- **Exercise brief**
The line bearing "the paved walkway.", together with all lines after it to the end of the material, should be repeated exactly; leave out everything else.

- **Material for this task**
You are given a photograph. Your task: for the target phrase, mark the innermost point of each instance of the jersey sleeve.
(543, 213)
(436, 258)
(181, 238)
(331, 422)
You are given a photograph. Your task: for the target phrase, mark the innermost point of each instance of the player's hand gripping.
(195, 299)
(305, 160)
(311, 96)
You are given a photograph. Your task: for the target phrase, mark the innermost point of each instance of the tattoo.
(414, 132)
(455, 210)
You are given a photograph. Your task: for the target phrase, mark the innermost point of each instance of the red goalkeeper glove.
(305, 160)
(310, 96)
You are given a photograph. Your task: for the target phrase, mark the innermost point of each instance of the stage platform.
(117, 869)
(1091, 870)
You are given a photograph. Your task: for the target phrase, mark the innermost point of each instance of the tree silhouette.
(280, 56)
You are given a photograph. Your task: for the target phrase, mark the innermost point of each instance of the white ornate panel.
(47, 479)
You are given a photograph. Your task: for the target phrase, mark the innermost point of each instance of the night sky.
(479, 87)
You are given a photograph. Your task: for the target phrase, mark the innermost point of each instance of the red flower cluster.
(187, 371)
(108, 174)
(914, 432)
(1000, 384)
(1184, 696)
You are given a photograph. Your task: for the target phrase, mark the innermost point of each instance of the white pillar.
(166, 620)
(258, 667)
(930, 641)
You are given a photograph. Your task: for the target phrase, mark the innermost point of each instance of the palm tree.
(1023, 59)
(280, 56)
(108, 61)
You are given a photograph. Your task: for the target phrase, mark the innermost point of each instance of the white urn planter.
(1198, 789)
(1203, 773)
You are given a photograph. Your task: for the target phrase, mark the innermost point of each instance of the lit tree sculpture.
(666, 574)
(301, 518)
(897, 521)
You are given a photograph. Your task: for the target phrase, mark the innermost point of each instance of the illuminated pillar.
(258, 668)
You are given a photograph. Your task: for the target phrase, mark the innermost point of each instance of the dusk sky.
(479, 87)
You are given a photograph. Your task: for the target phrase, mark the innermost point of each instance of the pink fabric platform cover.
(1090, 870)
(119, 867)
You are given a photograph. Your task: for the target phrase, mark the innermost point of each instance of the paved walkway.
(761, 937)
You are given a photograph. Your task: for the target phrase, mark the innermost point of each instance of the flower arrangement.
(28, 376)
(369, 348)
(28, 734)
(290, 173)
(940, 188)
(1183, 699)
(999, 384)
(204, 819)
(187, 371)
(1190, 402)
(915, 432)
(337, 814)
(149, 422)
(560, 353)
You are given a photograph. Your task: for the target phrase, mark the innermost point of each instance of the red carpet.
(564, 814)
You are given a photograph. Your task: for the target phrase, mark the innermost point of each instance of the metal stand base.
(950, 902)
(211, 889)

- **Written response**
You are given a photograph. Your task: for the target phrase, mark the innermost point of each instance of the paved walkway.
(761, 937)
You are given a photograph. Your task: for the target phrase, mark the innermost point of each instance of the flower arrangement.
(28, 376)
(369, 348)
(28, 734)
(290, 173)
(940, 188)
(1183, 699)
(999, 384)
(204, 819)
(187, 371)
(1190, 402)
(915, 432)
(337, 814)
(149, 422)
(560, 353)
You are given a photograph. Your task: for the target phrase, mark the innermost point of each instance of the red carpet.
(564, 814)
You are given a photograph. Your task: for the target phrase, mark the innermost point of each instance of the metal stand base.
(950, 902)
(211, 889)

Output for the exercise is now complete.